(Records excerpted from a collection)
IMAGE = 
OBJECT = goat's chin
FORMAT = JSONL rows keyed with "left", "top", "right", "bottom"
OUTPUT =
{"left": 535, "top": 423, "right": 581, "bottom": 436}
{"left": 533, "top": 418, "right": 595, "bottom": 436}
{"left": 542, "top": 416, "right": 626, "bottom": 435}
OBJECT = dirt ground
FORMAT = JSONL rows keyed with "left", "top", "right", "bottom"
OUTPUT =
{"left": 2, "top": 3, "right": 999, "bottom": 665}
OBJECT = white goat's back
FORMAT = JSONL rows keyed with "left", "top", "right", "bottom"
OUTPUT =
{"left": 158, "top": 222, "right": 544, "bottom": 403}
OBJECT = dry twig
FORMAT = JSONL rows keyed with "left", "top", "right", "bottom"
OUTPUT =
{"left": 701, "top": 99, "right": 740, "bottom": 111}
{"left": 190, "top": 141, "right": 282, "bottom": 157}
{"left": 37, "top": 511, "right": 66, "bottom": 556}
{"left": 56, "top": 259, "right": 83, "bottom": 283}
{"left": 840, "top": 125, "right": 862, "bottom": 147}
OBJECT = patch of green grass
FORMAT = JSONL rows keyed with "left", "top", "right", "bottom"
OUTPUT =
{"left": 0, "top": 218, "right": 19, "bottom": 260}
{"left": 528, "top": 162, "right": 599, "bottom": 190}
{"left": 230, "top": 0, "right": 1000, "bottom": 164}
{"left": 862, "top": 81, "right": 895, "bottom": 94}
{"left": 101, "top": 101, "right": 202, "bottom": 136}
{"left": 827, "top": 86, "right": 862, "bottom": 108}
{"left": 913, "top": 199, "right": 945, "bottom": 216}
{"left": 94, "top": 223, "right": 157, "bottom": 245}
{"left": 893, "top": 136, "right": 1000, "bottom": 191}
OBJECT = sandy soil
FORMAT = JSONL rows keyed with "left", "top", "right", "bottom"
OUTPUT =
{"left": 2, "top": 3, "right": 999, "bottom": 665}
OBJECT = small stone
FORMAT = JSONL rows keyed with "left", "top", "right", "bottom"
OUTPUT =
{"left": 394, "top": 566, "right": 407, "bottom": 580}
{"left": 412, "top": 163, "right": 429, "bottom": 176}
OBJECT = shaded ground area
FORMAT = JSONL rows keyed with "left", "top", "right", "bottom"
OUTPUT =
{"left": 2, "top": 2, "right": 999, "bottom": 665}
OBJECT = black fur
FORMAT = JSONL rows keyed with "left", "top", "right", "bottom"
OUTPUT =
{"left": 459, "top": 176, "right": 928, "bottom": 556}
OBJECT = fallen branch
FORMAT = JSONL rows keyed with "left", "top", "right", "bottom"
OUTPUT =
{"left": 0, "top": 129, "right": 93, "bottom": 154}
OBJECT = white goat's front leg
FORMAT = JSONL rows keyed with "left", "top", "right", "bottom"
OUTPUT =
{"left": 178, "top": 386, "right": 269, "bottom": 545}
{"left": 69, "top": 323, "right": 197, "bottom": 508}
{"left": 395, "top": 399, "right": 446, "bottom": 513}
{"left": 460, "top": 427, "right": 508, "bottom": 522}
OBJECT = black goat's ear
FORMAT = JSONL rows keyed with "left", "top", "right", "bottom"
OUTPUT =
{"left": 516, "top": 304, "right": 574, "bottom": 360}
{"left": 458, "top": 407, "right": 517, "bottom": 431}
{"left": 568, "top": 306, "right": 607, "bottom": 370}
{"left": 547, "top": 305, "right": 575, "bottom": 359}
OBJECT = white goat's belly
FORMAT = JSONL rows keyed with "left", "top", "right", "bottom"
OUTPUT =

What you have to do
Search the data for "white". Copy each line that has it.

Worked solution
OBJECT = white goat's back
OBJECT = white goat's front leg
OBJECT = white goat's belly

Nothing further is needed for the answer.